* _Description of the task_: Using the listing below, copy every line that mentions "water".

* _Source records_:
· · · · ·
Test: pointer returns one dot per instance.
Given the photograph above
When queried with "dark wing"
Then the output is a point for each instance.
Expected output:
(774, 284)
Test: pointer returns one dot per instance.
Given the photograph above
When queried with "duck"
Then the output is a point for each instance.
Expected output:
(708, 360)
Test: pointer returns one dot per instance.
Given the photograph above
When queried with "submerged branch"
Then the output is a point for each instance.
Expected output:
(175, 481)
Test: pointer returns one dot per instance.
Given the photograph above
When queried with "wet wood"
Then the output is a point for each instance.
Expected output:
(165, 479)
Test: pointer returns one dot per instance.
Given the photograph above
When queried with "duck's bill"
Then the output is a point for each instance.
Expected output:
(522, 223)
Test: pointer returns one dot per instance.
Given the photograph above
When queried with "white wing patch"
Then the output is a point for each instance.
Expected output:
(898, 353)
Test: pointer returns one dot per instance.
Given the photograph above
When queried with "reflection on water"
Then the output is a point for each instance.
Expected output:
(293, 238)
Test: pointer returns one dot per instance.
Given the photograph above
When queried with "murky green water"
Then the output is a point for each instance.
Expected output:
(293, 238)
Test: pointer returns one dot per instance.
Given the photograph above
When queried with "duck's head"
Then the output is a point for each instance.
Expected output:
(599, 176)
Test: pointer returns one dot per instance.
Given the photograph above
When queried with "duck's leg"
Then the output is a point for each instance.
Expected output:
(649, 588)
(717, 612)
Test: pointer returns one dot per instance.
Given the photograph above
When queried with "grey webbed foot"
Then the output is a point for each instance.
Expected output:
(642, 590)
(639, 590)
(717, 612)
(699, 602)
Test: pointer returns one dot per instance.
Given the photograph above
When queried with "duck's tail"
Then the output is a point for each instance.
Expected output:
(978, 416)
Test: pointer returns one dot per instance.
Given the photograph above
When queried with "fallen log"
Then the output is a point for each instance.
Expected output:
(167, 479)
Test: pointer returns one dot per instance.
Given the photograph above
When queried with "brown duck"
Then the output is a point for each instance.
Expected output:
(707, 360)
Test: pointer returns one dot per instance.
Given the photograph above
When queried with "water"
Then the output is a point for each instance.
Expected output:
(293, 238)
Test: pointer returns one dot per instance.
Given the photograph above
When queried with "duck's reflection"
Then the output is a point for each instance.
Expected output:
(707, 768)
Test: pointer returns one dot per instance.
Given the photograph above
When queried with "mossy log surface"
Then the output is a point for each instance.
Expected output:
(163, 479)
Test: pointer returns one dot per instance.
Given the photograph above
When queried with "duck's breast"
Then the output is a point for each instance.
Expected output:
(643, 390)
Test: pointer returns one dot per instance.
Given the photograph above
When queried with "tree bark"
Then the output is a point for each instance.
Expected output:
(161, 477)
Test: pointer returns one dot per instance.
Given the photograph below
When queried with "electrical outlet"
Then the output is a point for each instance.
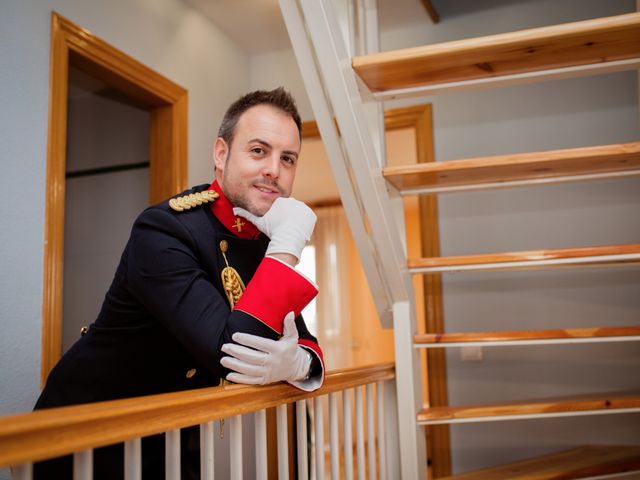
· · · · ·
* _Answer_:
When queried with "reflection on water"
When queried with "murky green water"
When queried with "water"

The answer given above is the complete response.